Stated exercise: Please continue the forum thread about Cooper's pink chair, picking up right after its final post.

Selected extract:
::::

# Cooper's Throne



## CooperChi (Dec 16, 2004)

My sister dug out her old chair the other day when we were visiting. Cooper hasn't left it since! :wink: (Too bad it's pink :lol: )


----------



## Iamafairy (Jan 26, 2005)

Lol a very manly chair indeed lol!!!


----------



## MissMolly (Jan 28, 2005)

OMG! That first pic of Cooper is perfect! I love the Sepia!


----------



## Mia's Mom (Jan 25, 2005)

How cute is that!!! That's really funny, cuz we were at WalMart this weekend and I almost bought one of those kiddie sofa's for Mia. It's the perfect size for our Chi's.... How cute!!!


----------



## OzzyAndLilysMom (Mar 9, 2004)

that is so cute :lol:


----------



## Auggies Mom (Jun 9, 2004)

Cooper definitely thinks ( knows ) he is King


----------



## xx-nathalie-xx (Jan 10, 2005)

pics of beautiful cooper !!  ...he really looks like THE king   
he's such a cutie...i would eat him :wink: 

kisses nat


----------



## KJsChihuahuas (Jan 6, 2005)

ahhhhhhhhhhh


----------



## snuffysmom (May 23, 2005)

That is too cute! :lol:


----------



## sjc (Jan 14, 2005)

Cooper looks very "regal" sitting in his little pink chair :wink: My three just love those little kids chairs. I just saw one this weekend at WaMart that looked just like a little "mini recliner". Just like adult furniture, except tinier.
It was $50.00.....I will wait till it goes on sale.

::::

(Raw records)

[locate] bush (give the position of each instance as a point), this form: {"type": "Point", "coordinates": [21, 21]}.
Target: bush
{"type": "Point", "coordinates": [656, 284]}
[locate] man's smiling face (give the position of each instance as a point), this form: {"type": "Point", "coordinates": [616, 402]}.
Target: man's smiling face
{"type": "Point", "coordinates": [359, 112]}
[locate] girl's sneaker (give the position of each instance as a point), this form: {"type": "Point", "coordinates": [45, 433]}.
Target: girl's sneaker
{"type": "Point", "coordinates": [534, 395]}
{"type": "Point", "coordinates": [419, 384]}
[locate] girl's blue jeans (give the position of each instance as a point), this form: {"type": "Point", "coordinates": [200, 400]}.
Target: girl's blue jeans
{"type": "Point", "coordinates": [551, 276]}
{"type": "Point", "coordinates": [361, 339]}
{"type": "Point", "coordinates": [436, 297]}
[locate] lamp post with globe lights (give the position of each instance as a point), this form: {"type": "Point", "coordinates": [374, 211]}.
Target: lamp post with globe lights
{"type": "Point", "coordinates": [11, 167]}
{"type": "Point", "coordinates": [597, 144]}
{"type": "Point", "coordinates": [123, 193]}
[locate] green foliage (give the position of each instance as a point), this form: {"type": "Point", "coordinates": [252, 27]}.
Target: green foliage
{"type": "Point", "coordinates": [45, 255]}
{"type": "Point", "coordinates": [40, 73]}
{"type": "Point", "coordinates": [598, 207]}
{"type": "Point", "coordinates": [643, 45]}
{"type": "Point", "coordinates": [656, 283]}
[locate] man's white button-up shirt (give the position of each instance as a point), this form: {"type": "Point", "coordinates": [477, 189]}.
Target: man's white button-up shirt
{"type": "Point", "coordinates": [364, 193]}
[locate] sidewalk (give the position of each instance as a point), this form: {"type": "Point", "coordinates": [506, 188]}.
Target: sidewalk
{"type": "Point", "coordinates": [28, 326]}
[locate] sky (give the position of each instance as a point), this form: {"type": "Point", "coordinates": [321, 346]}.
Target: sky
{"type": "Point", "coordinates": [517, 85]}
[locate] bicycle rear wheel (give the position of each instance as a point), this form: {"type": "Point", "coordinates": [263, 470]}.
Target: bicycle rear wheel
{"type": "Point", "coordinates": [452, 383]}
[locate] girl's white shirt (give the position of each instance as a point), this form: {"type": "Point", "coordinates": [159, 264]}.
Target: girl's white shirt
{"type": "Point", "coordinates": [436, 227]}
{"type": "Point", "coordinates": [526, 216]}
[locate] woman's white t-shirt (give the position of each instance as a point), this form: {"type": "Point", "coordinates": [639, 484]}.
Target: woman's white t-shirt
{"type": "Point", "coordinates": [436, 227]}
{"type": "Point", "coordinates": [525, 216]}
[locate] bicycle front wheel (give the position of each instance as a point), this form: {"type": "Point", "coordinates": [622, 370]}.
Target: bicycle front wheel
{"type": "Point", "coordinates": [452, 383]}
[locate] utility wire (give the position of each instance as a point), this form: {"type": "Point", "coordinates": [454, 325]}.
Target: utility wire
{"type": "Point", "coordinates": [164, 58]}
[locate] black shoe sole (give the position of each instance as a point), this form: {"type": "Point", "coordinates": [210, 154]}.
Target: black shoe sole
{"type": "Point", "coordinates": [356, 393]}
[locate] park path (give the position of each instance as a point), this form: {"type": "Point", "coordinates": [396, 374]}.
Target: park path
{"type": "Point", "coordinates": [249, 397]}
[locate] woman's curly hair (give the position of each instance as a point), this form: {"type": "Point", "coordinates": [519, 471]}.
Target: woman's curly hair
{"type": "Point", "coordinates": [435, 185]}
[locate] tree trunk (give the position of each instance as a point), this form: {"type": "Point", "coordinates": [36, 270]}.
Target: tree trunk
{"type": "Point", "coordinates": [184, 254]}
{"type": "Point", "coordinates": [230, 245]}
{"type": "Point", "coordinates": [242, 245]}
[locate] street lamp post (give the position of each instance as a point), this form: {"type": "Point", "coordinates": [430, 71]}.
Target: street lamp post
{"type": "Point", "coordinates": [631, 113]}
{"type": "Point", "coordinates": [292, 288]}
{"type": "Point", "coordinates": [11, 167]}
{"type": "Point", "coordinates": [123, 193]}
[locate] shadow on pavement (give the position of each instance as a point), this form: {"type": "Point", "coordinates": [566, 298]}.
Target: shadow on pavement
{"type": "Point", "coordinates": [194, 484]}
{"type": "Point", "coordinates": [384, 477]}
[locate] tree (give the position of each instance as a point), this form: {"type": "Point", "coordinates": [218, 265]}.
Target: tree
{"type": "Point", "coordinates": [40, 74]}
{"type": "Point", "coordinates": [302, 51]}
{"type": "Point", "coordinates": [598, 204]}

::::

Output:
----------



## luv4mygirls (Feb 20, 2005)

it takes a confident man to wear pink lol i guess it goes for his chair color too.


----------



## KB (Apr 13, 2004)

OMG he does look rather regal in his "pink" chair.....but he cant see the color so that doesnt count right :wink:


----------



## nabi (Nov 25, 2004)

He looks so comfy...such a cute little fellow.


----------



## janiebabes (Mar 30, 2004)

how cute......


----------



## Rachael Polachek (Feb 19, 2005)

OMG, could he possibly be any cuter! :lol: I like how he's got one paw resting on the arm of the chair in the first pic, like he's having a conversation. :lol: 

It's so nice that he's in touch with his feminine side. :lol:


----------



## ilovesadie (Jun 1, 2004)

OMG that is TOO CUTE!!!!!! I love it! He looks so relaxed with one paw on the armrest. All he needs is a beer! ccasion5:


----------



## chimom (Apr 1, 2005)

Those pics are priceless!!  

So who cares it's pink? Cooper looks like a king on his throne. :lol:


----------



## Vanessa (May 16, 2005)

Only real men can pull off pink.. just look how cool he looks 8)


----------



## MyOwen (Mar 15, 2005)

Cooper looks like a KING in the first pic


----------



## MYCHIBABY (Apr 26, 2005)

What a guy.........he's adorable in his little pink chair.


----------



## luvmydogs (May 13, 2005)

Cooper looks very distinguished in his pink chair. I love it. What a handsome boy.

Leslie


----------



## xfayex (Apr 4, 2005)

ahhh so cute and snuggly!


----------



## kiwi love (Jun 30, 2004)

He looks so handsome in his chair.


----------



## fizzy n kirbys mum (Jan 17, 2005)

oh I love Cooper


----------



## SnickersMom (Feb 4, 2005)

Thats cute.

I don't think he cares that it's pink!


----------



## mychisangel (May 6, 2005)

Gorgeous pics and he looks so comfy. Lovely looking boy.


----------



## CooperChi (Dec 16, 2004)

Thanks everyone!!! I guess the pink sort of suits Cooper, sometimes I think he's a little feminine! heheh. :wink: :lol:


----------



## Seiah Bobo (Mar 31, 2005)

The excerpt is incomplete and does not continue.